[PASSAGE SHOWN]
§ §

# St Augustine water clarity



## CaptDanS (Oct 26, 2017)

Look at the salinity, its almost fresh water. All the rain and discharge from the fresh water canals.
Thats why the water is tannic looking.


----------



## FSUDrew99 (Feb 3, 2015)

Exactly.... too much damn rain there and here in Jax. It'll clear up eventually...


----------



## Capt Rhan (Nov 8, 2017)

its the same in the gulf side it will clear op soon and you will wish it was raining again


----------



## Capt Rhan (Nov 8, 2017)

I just finished a snack of fresh sliced cukes and tomatoes from my garden thanks for the rain... YOMMMMY


----------



## Capt Rhan (Nov 8, 2017)

Im going to have my 2010 9.9 stroke merc for sale soon. Mechanic is making sure all is well with it.


----------



## Lip Snatcher (May 1, 2016)

Same in Palm Coast


----------



## arsinek (Jul 5, 2018)

I'm in Mandarin, sometimes fish St.Aug, I usually put in at Palm Valley. The water in St.Aug is actually cleaner than Palm Valley.

I fished Palm Valley area yesterday, the 4th, water was doodoo brown. Plenty of mullet around but I saw no signs of game fish, nor did I catch anything or even get a bite! I used all artificial.


----------



## Bill Payne (May 22, 2018)

Same in Ormond, I've never seen the river so brown & murky. Is that what it is, the rain?


----------



## arsinek (Jul 5, 2018)

Bill Payne said:


> Same in Ormond, I've never seen the river so brown & murky. Is that what it is, the rain?

§ §

(Entries pointing to named objects)

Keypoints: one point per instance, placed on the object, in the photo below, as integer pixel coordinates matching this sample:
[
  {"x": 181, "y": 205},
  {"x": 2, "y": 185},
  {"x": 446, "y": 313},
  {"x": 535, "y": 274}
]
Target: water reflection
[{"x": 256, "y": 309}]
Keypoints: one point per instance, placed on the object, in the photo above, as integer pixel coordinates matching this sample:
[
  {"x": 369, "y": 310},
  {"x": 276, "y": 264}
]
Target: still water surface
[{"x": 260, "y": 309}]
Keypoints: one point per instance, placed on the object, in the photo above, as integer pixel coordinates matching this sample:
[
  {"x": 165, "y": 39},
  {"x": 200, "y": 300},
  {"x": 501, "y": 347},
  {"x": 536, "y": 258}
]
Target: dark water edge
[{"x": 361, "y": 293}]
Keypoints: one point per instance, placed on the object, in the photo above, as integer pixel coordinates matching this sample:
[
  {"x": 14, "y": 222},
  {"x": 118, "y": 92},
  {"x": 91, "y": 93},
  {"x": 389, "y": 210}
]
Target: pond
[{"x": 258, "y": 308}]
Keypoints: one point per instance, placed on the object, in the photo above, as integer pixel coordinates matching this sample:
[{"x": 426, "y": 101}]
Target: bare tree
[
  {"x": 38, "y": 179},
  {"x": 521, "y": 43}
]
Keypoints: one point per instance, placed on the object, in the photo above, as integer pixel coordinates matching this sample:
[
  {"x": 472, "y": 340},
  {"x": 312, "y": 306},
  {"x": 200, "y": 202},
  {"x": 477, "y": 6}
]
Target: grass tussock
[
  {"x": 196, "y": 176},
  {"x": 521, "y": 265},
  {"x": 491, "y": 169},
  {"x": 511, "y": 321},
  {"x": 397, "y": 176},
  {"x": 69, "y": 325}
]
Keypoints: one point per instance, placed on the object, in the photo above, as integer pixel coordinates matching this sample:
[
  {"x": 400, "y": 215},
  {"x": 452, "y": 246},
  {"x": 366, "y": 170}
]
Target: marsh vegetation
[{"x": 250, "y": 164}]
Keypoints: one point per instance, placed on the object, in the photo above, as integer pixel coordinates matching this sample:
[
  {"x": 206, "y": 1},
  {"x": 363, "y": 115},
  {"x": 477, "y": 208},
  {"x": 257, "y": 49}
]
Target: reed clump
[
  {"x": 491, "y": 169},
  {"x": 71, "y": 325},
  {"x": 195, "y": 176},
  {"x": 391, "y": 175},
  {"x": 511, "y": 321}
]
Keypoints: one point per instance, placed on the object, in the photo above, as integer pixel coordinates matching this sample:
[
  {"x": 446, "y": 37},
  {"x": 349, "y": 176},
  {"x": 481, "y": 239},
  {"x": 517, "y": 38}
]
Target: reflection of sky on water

§ §

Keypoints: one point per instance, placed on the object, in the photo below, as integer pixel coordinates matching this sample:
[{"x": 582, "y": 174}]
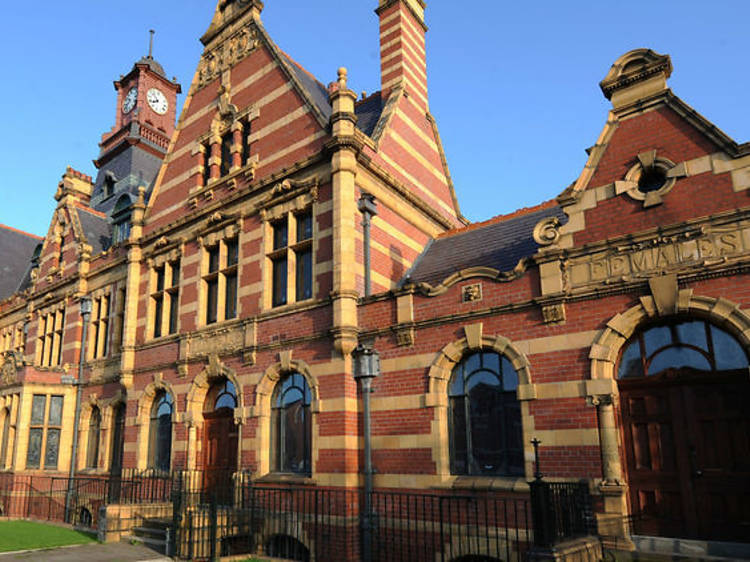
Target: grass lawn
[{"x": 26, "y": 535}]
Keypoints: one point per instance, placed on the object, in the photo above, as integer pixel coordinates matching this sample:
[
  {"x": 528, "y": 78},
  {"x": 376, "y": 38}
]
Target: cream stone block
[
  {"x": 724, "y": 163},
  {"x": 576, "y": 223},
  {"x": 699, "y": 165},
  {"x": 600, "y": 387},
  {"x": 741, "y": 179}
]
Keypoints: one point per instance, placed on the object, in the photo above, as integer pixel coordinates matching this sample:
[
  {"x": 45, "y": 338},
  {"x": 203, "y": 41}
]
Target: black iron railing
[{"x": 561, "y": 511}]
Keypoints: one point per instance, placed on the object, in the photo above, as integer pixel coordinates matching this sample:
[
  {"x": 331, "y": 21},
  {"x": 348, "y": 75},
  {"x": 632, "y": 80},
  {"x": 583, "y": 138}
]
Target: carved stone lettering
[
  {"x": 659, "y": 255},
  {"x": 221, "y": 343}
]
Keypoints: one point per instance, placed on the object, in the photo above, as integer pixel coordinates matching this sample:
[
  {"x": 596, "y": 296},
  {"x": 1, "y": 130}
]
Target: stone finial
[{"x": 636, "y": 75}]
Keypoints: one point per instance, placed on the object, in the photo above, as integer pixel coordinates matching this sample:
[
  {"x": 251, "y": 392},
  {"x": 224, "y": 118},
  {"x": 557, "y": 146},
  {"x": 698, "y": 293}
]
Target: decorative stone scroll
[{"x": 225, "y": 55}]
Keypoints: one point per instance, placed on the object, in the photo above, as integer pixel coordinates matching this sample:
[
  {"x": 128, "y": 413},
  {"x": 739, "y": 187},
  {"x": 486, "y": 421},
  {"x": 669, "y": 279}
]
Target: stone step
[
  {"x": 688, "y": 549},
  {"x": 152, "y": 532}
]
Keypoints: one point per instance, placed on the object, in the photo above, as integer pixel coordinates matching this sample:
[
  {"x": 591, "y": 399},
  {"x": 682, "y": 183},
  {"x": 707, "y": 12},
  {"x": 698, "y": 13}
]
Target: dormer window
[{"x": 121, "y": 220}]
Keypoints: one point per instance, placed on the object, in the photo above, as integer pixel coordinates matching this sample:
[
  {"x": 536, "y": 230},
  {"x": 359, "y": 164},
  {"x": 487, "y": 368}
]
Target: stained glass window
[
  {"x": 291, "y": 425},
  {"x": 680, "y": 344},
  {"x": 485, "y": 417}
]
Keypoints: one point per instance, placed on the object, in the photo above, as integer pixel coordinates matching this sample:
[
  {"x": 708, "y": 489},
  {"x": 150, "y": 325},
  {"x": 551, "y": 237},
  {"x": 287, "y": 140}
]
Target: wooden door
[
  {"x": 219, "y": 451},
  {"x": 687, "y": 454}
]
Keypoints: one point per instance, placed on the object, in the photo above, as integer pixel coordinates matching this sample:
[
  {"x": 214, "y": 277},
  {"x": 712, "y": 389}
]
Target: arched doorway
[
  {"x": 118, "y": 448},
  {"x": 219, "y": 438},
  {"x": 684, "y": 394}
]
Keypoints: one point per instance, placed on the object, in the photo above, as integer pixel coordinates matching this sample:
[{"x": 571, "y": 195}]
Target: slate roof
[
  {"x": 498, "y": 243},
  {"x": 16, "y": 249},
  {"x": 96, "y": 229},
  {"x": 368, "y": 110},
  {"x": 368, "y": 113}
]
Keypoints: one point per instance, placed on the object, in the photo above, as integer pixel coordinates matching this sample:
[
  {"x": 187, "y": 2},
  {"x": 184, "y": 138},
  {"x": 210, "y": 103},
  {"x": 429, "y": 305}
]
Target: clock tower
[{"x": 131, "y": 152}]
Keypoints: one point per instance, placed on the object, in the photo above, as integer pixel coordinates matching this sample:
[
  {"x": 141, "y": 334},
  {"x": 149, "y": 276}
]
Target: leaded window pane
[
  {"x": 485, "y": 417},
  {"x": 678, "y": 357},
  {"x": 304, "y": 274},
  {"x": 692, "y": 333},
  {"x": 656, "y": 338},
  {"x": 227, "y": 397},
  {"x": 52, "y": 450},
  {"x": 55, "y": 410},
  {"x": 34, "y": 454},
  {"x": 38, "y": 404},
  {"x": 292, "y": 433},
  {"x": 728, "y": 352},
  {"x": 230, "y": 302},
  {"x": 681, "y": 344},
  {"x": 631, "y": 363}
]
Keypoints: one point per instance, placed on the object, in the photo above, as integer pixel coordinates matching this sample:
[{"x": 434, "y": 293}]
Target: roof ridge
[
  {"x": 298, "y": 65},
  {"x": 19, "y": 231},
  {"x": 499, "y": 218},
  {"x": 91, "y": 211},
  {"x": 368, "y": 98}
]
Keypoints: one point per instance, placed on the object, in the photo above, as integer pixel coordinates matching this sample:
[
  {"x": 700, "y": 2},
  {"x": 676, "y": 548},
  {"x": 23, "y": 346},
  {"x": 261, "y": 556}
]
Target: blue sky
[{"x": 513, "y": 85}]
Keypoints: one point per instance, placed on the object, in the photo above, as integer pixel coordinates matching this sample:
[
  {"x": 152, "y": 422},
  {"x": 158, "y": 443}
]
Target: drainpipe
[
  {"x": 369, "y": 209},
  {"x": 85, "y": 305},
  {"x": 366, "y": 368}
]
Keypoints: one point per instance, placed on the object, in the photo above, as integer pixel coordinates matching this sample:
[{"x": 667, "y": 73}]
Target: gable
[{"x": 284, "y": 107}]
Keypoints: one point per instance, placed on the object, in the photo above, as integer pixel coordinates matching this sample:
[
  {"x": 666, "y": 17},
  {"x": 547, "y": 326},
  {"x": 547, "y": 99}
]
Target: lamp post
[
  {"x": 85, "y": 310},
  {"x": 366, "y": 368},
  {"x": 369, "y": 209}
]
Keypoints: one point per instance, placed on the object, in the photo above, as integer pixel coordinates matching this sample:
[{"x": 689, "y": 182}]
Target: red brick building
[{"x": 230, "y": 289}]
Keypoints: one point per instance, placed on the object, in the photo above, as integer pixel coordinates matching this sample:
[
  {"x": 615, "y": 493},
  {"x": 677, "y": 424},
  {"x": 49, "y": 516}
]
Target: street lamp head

§ §

[STATED TASK 1] Report every line of the entries that contains the word "roof", treating uppercase and lowercase letters as different.
[STATED TASK 2] Write what comes next in the forum thread on St Augustine water clarity, picking up right after its last line.

[OUTPUT 1]
Target: slate roof
Target: roof ridge

[OUTPUT 2]
Apparently.

I saw one guy say he checked the salinity level and it was off what it needs to be.

Anyone know how you check salinity levels?


----------



## CaptDanS (Oct 26, 2017)

I would say so.


----------



## Capt Rhan (Nov 8, 2017)

yelp runoff


----------



## Blue748 (May 28, 2017)

Flounder/Trout bite was on on Monday in St. Aug. Didn't sight fish.


----------



## 18590 (Aug 21, 2017)

arsinek said:


> Apparently.
> 
> I saw one guy say he checked the salinity level and it was off what it needs to be.
> 
> Anyone know how you check salinity levels?


A salinity hydrometer from the pet shop would do it, or a refractometer if you want the measurement to be more precise.


----------



## Bill Payne (May 22, 2018)

Can you just check it at the surface, or do you need to get it deeper. Sorry if this is a stupid question, chemistry is not my strong suit.


----------



## Bill Payne (May 22, 2018)

CaptDanS said:


> I would say so.


That’s what I figured, the ocean seems to have gotten a bit clearer in the last few days, so hopefully all water conditions will improve.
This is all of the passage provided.